### WRITTEN TASK 1
Pick out every line of the rows that contains the word "elevated".

### TEXT SECTION
>> start
One only needs to pick up a copy of Amnesty International’s latest report for evidence that very little has changed since Berdymukhamedov took control.  Somewhat ironically, the entry on Turkmenistan opens by highlighting the threat posed to “journalists working with foreign media outlets known to publish criticism of the authorities” – the exact reason why the Berdiev family is known there.  It goes on to talk about forced disappearances and rigged trials.  Last month’s report from Human Rights Watch outlining the state’s “appalling record on torture and ill-treatment” further underscores the legitimacy of Keymir’s terror at his deportation- describing how “people profoundly fear talking about mistreatment they or their relatives have endured at the hands of the authorities out of fear of government retaliation”  and highlighting the cases of Amangelen Shapudakov and Sazak Durdymuradov - Radio Free Europe Reporters detained in violent psychiatric institutes as punishment for their work.  Ominously, though quite correctly, an entire section of the report is entitled: End of the Niyazov Era but No Transition.

As the somewhat criminal deportation has already been carried out, many advocates of freedom in Turkmenistan feel that all they can now do is watch and hope.  However, individuals and governments around the world should be taking firm action – to press the Berdymukhamedov regime for evidence of Keymir’s wellbeing, to continue pressure for the release of other prisoners and  to reform asylum law throughout the democratic states of Europe to ensure that no one- especially political activists- are ever again deported to face the terror they fled from.  Perhaps most importantly, governments must be held accountable for such deportations: whatever happens to Keymir Berdiev now, the Swedish authorities must be made to answer for it.
>> end
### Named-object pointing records
>> start
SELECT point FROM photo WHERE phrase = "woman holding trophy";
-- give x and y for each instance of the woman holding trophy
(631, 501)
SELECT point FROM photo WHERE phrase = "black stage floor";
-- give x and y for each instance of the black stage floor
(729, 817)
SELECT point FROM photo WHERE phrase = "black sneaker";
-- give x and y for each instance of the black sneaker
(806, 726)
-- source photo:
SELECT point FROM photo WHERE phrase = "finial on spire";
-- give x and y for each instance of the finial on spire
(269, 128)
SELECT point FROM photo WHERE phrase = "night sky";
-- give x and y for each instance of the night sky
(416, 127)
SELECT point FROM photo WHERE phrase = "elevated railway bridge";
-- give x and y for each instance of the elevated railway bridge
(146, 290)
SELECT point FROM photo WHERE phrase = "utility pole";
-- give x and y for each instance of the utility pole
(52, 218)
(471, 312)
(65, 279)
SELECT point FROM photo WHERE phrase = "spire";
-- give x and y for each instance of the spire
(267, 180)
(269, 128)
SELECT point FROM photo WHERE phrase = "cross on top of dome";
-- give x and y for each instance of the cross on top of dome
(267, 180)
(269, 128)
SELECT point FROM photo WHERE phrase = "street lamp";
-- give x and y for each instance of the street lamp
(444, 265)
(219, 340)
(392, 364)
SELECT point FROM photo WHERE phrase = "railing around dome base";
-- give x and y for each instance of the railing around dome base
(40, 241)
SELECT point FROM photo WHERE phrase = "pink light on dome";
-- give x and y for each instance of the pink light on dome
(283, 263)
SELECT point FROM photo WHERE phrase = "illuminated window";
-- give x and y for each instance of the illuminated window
>> end
### WRITTEN TASK 2
Please reproduce the text on the Turkmenistan deportation word for word, from "As the somewhat" to "answer for it.".

### FINAL RESULT 1
SELECT point FROM photo WHERE phrase = "elevated railway bridge";
-- give x and y for each instance of the elevated railway bridge

### FINAL RESULT 2
As the somewhat criminal deportation has already been carried out, many advocates of freedom in Turkmenistan feel that all they can now do is watch and hope.  However, individuals and governments around the world should be taking firm action – to press the Berdymukhamedov regime for evidence of Keymir’s wellbeing, to continue pressure for the release of other prisoners and  to reform asylum law throughout the democratic states of Europe to ensure that no one- especially political activists- are ever again deported to face the terror they fled from.  Perhaps most importantly, governments must be held accountable for such deportations: whatever happens to Keymir Berdiev now, the Swedish authorities must be made to answer for it.